# Exercise
Swap "single dot" for "single marker" throughout the entries below and reproduce them with nothing else altered, leaving out the pictures.

# Information given
○ ○ ○ ○ ○

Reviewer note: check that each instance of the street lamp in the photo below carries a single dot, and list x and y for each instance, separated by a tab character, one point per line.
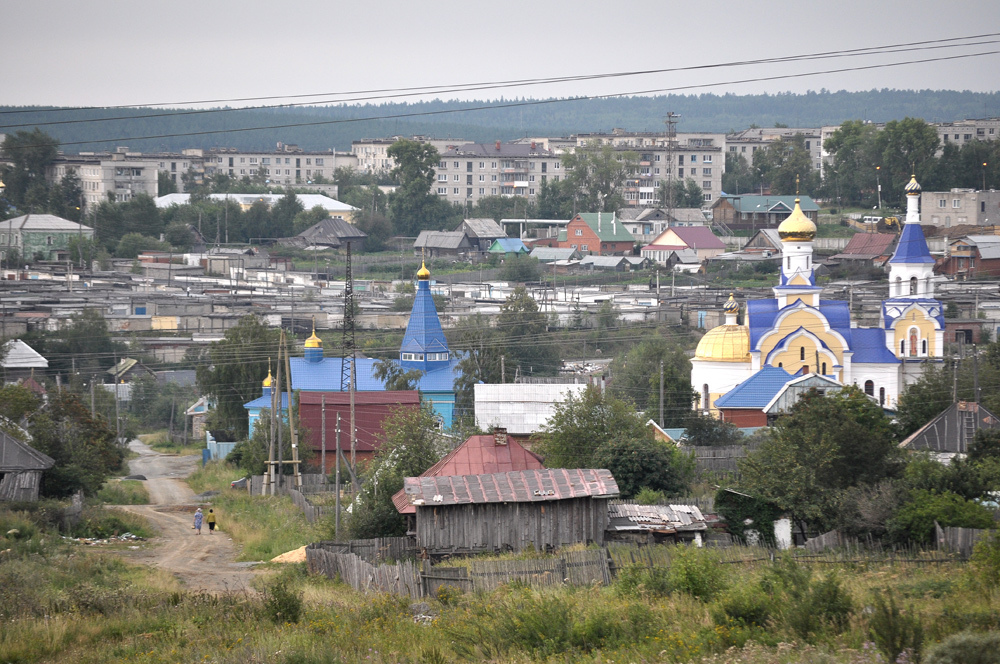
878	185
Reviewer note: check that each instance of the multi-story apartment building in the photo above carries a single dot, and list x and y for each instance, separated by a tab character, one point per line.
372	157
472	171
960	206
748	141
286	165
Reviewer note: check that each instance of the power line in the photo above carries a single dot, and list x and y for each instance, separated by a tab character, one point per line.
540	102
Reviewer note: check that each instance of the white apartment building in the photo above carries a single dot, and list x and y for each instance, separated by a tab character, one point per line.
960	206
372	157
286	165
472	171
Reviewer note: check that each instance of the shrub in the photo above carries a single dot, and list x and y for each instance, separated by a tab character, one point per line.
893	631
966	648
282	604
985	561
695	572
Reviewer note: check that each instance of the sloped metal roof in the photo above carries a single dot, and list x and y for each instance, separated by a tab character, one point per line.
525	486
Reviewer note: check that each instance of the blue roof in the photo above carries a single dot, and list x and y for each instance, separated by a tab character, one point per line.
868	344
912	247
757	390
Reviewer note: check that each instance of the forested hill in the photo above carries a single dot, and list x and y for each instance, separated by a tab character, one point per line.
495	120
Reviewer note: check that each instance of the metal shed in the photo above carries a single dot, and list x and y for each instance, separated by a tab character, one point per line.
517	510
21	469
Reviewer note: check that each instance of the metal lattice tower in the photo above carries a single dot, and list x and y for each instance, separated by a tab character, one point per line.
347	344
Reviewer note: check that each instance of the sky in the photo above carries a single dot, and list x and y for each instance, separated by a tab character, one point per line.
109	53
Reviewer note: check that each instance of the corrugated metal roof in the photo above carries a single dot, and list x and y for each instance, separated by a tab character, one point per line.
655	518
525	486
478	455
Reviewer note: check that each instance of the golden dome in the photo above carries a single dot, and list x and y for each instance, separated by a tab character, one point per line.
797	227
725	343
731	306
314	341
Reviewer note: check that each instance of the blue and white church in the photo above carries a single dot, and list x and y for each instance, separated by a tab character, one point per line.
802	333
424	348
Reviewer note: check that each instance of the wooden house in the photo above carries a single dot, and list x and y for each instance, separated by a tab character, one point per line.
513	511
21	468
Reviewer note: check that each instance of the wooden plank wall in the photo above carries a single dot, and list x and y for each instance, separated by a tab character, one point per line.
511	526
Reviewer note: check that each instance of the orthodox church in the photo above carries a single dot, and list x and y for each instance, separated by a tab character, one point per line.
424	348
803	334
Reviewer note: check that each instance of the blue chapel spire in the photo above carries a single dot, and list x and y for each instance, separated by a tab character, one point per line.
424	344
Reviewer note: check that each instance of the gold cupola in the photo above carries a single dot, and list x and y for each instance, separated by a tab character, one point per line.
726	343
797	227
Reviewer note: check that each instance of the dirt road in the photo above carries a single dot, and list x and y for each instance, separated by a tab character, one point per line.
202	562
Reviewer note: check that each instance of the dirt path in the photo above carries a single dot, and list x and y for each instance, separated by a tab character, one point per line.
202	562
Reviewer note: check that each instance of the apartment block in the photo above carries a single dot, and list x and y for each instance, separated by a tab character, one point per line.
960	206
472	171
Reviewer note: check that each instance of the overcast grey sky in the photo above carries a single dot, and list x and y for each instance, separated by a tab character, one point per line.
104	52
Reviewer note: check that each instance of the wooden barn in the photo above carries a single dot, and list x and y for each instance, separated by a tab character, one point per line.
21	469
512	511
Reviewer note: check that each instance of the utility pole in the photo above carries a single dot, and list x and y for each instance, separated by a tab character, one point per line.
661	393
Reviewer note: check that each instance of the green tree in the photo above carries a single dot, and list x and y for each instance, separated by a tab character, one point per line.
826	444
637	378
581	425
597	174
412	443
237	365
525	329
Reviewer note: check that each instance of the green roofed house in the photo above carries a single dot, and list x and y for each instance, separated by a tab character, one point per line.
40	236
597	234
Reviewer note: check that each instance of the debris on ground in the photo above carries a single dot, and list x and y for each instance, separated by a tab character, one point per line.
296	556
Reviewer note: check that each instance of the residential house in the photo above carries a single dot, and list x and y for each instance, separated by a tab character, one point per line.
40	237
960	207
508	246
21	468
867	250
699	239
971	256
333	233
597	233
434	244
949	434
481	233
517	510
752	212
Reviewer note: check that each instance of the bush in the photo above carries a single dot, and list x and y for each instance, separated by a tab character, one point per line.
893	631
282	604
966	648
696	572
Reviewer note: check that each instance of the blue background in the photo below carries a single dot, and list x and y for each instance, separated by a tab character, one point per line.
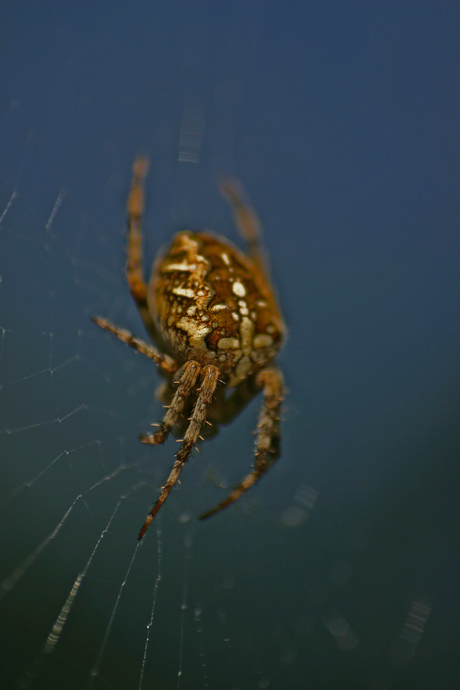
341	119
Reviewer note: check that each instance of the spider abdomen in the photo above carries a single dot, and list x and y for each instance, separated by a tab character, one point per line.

○ ○ ○ ○ ○

# Exercise result
Reviewer note: check that each instance of the street lamp in the photo below carries a single marker, and list x and y for each instance, separated by a tab character, one point per line.
878	185
Reviewer note: check that each instance of the multi-story apartment building in the photo above carries a single marker, and list x and y for each instance, separated by a tab character, one point per line.
372	157
472	171
960	206
748	141
286	165
Reviewer note: check that each instance of the power line in the photo above carries a single marker, and list x and y for each instance, separated by a tab character, one point per line.
540	102
Reviewer note: check that each instance of the white apartment building in the photo above carries a single marker, and list x and y for each instance, separated by a tab character, one point per line.
960	206
372	157
286	165
472	171
Reviewer note: check that each instance of the shrub in the photo above carries a single marker, and list x and y for each instance, separated by a tab character, one point per line.
893	631
966	648
282	604
985	561
695	572
Reviewer note: check that each instance of the sloped metal roof in the photo above carries a single marker, and list x and y for each instance, separated by a tab character, one point per line.
525	486
Reviewer note: check that each instance of the blue roof in the photo above carries a single marker, and list x and y for each instance, separated by a tab character, one point per line.
868	344
912	247
757	390
Reviewer note: check that each instance of the forested hill in the photo above carries a single marker, and list x and y for each instance, separated by a tab character, one point per line.
495	120
Reviewer note: check that each instance of the metal shed in the photo above carries a single marker, and list x and y for each instance, separated by a tab character, one point per line.
517	510
21	469
Reviewer note: check that each instance of the metal lattice tower in the photo above carries a single marker, and list x and y for each instance, separated by a tab character, one point per line.
347	344
Reviewer note: check that each instance of the sky in the photo above carries a single marker, and list x and y for each instance, separated by a tab character, one point per line.
109	53
Reviewer note: check that each instance of the corrugated metal roof in the photo above carries a single marker, and list x and y for each instance, separated by a tab character, one point per line.
655	518
525	486
478	455
Reviewer note: check that each instance of the golden dome in the photo above carries a single marker, and list x and y for each instance, separated by a tab character, one point per line.
797	227
725	343
731	306
314	341
Reviewer note: check that each instance of the blue and white church in the photo above carries a single marker, and list x and y for each instance, separated by a tab character, one point per line.
802	333
424	348
Reviewer note: check that each instance of the wooden house in the photo above carries a single marker, and list x and y for each instance, separated by a tab character, one point per line.
513	511
21	468
Reviewer note: check that each instance of the wooden plank wall in the photo above carries a single marker, and list x and y for each instance, separated by a tab character, one point per line.
511	526
Reviewer note: check that each instance of the orthodox church in the photo above carries a single marker, and list x and y for each instance, separated by a tab character, one point per line.
424	348
803	334
Reviewer note: check that each instance of the blue chapel spire in the photo above carries a single marker, and list x and y for each instance, separated by a tab character, one point per line.
424	344
Reviewer note: check that each instance of the gold cupola in the photo above carries a single marker, and list x and y for each instance, separated by a tab character, one point per line.
726	343
797	227
Reviewer note: check that each instance of the dirt road in the photo above carries a single marker, and list x and y for each instance, separated by a tab character, one point per line.
202	562
Reviewer note: check that each instance of the dirt path in the photo above carries a single marker, and list x and y for each instance, separated by a tab character, one point per line.
202	562
Reviewer note: check that each instance of the apartment block in the photo above carries a single marker, and list x and y for each instance, separated by a tab character, one point per line.
960	206
472	171
Reviewer note: check that each instance of the overcast grey sky in the photo above carries a single marker, and list x and y for each instance, separated by a tab character, one point per line.
104	52
Reviewer note: check that each instance of the wooden barn in the photo above carries a single marker, and list x and y for each instance, separated by a tab character, one point per line.
21	469
512	511
Reviewer note: check that each instance of the utility pole in the photo above carries a single marker, and list x and y for each instance, separated by a tab character, one point per line.
661	393
Reviewer note: check that each instance of the green tree in the photo above carries a single marker, and list x and y for each instance, separated by a tab character, one point per line.
826	444
637	378
581	425
597	174
412	443
237	365
525	329
Reviewer note: check that each instance of the green roofed house in the photo above carries a single marker, and list x and y for each instance, separated by a tab character, one point per line.
40	236
597	234
Reviewer note: check that each instance of the debris on ground in the photo above carries a single marker, and list x and y for each instance, separated by a tab character, one point per line.
296	556
Reviewer note: check that each instance of the residential house in the photo above carries a single marker, and list x and y for each instance, separated by a tab character, one point per line.
40	237
960	207
508	246
21	468
867	250
699	239
971	256
333	233
597	233
434	244
949	434
481	233
517	510
752	212
Reviewer note: check that each instance of the bush in the photo above carries a single marker, and list x and y for each instance, separated by a tab character, one point per line.
893	631
282	604
966	648
696	572
Reviewer note: check that each instance of the blue background in the photo below carries a single marker, and list x and y for each instance, separated by a tab character, one point per line.
341	119
Reviewer note: check that each instance of the spider abdomen in the photo above carries a single marker, and list x and y for each instance, separated by a tab character, one point per line.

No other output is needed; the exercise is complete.